* [Excerpted passage]

-=-=-

The Centers for Disease Control and Prevention (CDC) has finally released the data that was behind its recent backtrack on mask recommendations for vaccinated Americans to wear masks in indoor places in COVID-19 hot spots.
In a report published on Friday, the federal health agency detailed a COVID-19 outbreak earlier this month in Barnstable County, Massachusetts linked to the spread of the Indian ‘Delta’ variant.
Researchers found nearly three-quarters of the infections occurred in people who were fully vaccinated against COVID-19 with either of three shots approved in the U.S.
What’s more, tests showed that immunized people carried just the same viral levels in their noses and throats as unvaccinated people did.
However, there were just four hospitalizations and no fatalities, showing that the vaccines are very effective against severe disease and deaths.
A new CDC report detailed 469 cases of COVID-19 linked to an outbreak in Provincetown, Massachusetts between July 3 and July 17, of which 74% were in fully vaccinated people
For the report, the team looked at COVID-19 cases linked to summer events and large gatherings in Provincetown between July 3 and July 17.
Thousands of residents and tourists flocked to the summer town for Independence Day celebrations as well as family vacations, crowding bars, restaurants, rental homes and more.
On July 10, the Massachusetts Department of Public Health began receiving reports of an increased number of cases linked to the county.
The 14-day rolling average COVID-19 cases in the country rose from zero cases per 100,000 persons on July 3 to 177 cases per 100,000 person.
By July 26, 469 cases had been identified, of which 74 percent – or 346 – were among fully vaccinated with at least 14 days since their final dose.
Among this groups 46 percent had received the Pfizer-BioNTech vaccine, 38 percent the Moderna vaccines and 16 the Johnson & Johnson vaccine.
The remaining 26 percent, or 84 cases, were among people who were unvaccinated, had only received at least one dose or whose vaccination status was unknown.
Results showed that vaccinated people who get COVID-19 have same viral levels as the unvaccinated
Nearly 80 percent of those with ‘breakthrough’ infections had signs or symptoms such as cough, fever or a headache.

-=-=-

* [Activity]
Continue the article above about the CDC report on the Provincetown COVID-19 outbreak, picking up after its last sentence.

-=-=-

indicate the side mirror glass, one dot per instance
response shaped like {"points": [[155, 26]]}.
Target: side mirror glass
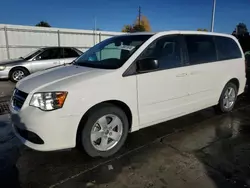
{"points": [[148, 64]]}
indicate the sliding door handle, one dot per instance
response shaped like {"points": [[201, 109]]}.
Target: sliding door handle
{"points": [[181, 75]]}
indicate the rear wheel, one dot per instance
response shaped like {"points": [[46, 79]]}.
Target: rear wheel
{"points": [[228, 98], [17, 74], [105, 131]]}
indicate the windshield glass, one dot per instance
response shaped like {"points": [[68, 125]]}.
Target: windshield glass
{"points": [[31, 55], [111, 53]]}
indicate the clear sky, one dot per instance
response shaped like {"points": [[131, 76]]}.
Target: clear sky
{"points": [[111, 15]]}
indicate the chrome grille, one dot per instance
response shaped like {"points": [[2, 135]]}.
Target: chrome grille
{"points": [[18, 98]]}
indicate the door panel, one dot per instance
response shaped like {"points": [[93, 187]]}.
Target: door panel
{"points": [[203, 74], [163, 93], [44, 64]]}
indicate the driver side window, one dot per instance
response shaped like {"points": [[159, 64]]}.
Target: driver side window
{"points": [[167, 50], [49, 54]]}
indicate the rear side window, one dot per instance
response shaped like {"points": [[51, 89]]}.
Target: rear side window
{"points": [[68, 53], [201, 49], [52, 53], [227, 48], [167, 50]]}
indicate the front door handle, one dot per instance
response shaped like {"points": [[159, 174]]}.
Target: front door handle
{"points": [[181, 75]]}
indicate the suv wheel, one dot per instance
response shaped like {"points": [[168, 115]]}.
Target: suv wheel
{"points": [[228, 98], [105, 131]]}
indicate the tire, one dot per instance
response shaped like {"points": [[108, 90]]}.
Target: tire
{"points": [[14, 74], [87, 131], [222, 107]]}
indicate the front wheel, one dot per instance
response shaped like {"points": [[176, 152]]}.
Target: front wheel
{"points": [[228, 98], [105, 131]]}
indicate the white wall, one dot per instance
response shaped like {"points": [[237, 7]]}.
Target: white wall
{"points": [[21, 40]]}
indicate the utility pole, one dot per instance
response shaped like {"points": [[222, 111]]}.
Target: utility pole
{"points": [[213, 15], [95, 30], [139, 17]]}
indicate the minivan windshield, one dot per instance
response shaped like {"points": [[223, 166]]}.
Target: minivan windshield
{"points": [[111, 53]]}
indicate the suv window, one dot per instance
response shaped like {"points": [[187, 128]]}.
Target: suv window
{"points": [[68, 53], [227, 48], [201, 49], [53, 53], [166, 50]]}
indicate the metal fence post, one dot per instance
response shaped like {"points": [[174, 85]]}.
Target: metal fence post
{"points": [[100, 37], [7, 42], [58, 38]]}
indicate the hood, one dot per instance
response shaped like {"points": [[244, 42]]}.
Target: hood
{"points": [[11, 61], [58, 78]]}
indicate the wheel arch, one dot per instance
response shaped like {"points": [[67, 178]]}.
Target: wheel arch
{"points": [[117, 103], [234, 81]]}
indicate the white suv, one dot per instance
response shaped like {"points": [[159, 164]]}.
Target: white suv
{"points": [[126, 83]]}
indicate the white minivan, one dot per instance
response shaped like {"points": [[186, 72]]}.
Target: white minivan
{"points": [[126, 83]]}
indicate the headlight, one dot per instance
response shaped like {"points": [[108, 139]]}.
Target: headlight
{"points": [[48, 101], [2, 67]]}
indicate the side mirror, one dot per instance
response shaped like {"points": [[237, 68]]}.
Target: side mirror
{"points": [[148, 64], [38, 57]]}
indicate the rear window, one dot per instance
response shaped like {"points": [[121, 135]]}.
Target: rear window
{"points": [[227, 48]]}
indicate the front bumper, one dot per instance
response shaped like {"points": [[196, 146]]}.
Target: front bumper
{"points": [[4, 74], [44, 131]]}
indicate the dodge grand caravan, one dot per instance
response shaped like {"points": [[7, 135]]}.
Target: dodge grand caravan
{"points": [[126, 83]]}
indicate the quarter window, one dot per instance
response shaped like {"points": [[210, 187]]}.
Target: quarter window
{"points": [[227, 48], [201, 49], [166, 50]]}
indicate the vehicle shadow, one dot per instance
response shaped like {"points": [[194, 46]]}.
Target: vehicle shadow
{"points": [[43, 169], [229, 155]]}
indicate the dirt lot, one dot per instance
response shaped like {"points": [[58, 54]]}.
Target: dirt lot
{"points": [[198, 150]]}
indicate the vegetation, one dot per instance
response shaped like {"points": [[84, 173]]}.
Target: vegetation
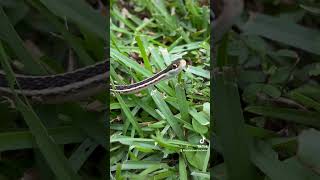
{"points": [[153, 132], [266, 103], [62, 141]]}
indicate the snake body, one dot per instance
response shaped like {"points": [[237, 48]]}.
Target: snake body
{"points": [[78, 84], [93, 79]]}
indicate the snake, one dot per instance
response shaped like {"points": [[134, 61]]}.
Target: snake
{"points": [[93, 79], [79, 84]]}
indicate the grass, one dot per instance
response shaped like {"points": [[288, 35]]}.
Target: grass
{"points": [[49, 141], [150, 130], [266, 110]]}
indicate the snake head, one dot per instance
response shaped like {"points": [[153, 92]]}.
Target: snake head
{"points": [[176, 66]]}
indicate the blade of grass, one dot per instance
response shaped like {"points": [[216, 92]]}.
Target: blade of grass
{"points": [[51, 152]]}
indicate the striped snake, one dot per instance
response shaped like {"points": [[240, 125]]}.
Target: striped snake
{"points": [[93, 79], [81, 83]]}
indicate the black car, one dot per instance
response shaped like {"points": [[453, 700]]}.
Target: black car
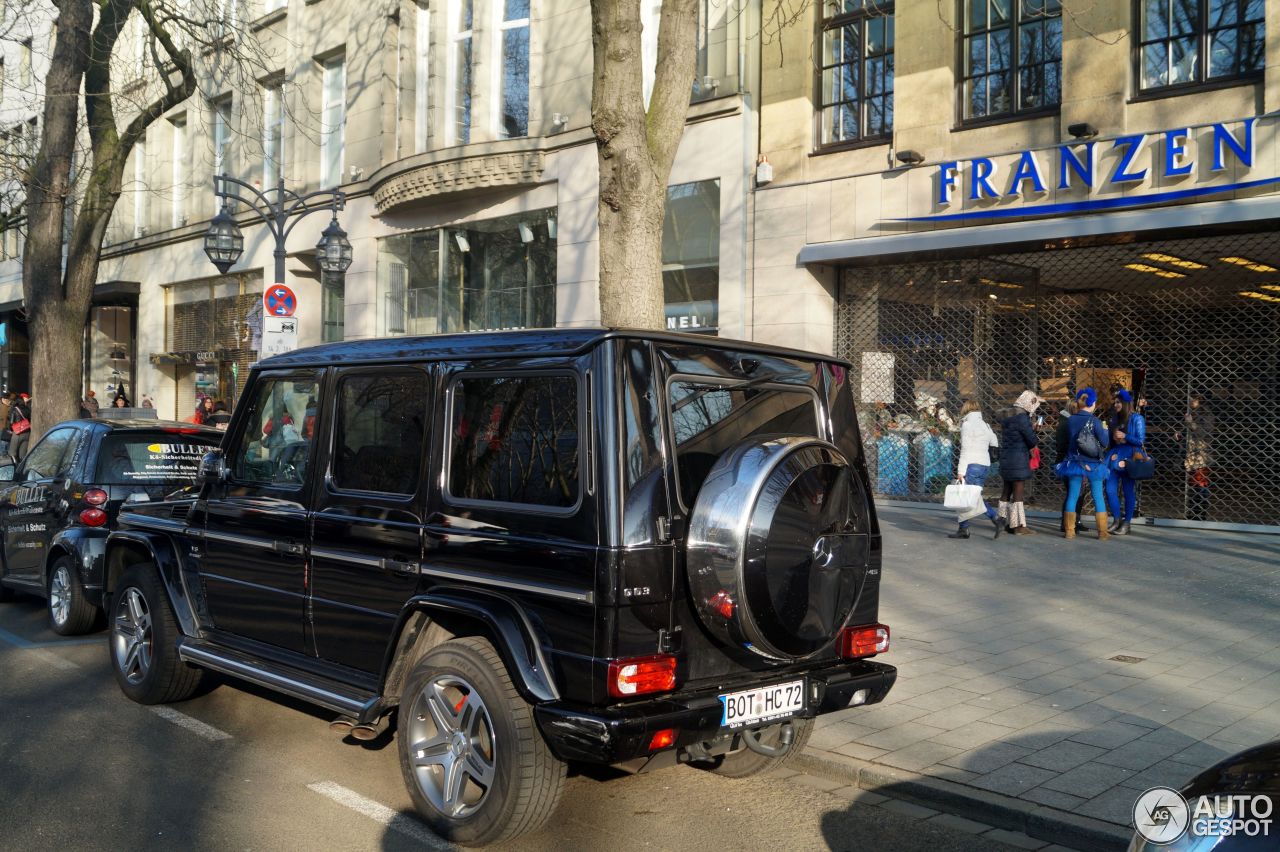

-=-=-

* [The answer]
Of the five COVID-19 patients who were hospitalized, four were fully vaccinated of whom two had underlying conditions.
No deaths were reported in either group.
To measure levels of the virus, CDC researchers looked at a figure known as the cycle threshold (Ct) value.
After an infected person is swabbed, the sample is isolated and has to undergo under several amplification cycles to detect if there is any viral RNA.
The Ct value is the number of cycles necessary to spot the virus at which point the machine will stop running. Any number under 30 is considered a high viral load.
There was virtually no difference in the Ct value between vaccinated and unvaccinated people.
Fully vaccinated patients has a Ct value of 22.77 while the unvaccinated group had a Ct value of 21.54.
Ideally, the number among vaccinated people should be higher than 35 and closer to 40, which would indicate low levels of the virus.
‘The SARS-CoV-2 Delta variant is highly transmissible, and understanding determinants of transmission, including human behavior and vaccine effectiveness, is critical to developing prevention strategies,’ the authors wrote.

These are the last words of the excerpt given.